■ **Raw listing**
START
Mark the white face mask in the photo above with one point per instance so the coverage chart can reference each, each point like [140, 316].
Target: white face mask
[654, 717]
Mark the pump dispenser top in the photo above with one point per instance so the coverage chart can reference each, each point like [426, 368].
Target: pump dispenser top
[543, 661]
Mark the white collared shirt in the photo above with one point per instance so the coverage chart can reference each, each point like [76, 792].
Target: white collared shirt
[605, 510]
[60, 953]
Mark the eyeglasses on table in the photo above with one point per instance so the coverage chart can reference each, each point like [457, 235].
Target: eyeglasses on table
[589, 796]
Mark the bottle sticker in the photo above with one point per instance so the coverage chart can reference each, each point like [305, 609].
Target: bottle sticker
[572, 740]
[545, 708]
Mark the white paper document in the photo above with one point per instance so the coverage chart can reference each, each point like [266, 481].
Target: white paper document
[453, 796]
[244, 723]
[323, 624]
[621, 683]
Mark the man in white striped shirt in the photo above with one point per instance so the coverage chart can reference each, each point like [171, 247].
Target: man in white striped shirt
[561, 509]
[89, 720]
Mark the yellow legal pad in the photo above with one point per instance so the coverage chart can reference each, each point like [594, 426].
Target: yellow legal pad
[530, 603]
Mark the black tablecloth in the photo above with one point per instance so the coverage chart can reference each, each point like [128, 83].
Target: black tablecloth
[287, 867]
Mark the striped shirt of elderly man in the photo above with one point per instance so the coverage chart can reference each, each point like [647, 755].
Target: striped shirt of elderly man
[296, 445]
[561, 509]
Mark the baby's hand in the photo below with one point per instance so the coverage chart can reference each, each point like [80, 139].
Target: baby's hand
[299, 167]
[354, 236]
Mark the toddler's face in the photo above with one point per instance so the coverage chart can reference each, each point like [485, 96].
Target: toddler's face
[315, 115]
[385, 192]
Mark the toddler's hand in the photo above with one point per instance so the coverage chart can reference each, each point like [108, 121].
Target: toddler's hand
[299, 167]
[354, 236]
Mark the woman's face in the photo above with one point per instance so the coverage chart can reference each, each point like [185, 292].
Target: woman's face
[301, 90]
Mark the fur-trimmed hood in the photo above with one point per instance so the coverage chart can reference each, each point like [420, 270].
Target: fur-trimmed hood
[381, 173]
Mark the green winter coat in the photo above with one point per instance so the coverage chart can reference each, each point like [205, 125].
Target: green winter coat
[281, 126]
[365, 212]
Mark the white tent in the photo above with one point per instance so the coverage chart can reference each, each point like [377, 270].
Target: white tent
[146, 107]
END
■ **Exercise goal**
Please rewrite the listing from the line with "Mark the woman's" through the end of the listing, keeping every line, requests included, but scaling each answer coordinate by 1.75 and rounding it to a whole number, with halves rounded up. Leave the numbers in the requests and their sample points unchanged.

■ **Answer below**
Mark the woman's face in the photo above with one point per instance so the coverage chart can reference each, each point like [185, 292].
Target: woman's face
[527, 158]
Mark the fur-trimmed hood in the photo above with one point per instance so the coverage chart can reference each, each point like [420, 270].
Target: fur-trimmed hood
[667, 303]
Mark the green winter coat in the photo above with one point per instance so the coverage chart can reference each, each point like [205, 125].
Target: green winter coat
[492, 221]
[639, 371]
Mark the white tent in the photo above with one point per instance so the coverage chart can reference each, each point like [377, 270].
Target: white tent
[256, 187]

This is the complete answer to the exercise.